-- Stored data start --
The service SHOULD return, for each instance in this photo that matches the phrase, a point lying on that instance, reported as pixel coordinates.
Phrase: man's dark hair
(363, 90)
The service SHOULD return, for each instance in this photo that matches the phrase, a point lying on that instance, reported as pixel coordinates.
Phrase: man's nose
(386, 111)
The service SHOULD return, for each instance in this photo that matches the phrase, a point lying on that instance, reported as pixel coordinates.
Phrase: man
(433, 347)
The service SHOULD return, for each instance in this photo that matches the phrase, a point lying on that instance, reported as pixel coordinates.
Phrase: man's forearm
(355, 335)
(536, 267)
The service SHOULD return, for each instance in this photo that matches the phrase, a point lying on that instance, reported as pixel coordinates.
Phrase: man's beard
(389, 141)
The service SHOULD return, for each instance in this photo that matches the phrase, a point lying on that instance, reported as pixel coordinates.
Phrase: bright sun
-- Stored data end --
-- Stored data start --
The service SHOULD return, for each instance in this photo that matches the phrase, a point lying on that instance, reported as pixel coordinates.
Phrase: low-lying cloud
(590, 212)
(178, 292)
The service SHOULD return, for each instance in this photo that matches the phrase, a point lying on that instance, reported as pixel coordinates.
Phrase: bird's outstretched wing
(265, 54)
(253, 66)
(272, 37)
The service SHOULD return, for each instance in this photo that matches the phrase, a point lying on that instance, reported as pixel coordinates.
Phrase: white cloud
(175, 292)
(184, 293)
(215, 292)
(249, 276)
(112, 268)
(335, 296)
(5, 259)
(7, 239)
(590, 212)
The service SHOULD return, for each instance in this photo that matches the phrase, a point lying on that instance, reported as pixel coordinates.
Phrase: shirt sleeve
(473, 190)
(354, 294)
-- Stored data end --
How many lines in the records above contain the string "cloud"? Case counts; reply with the number alone.

• Answer to this exercise
2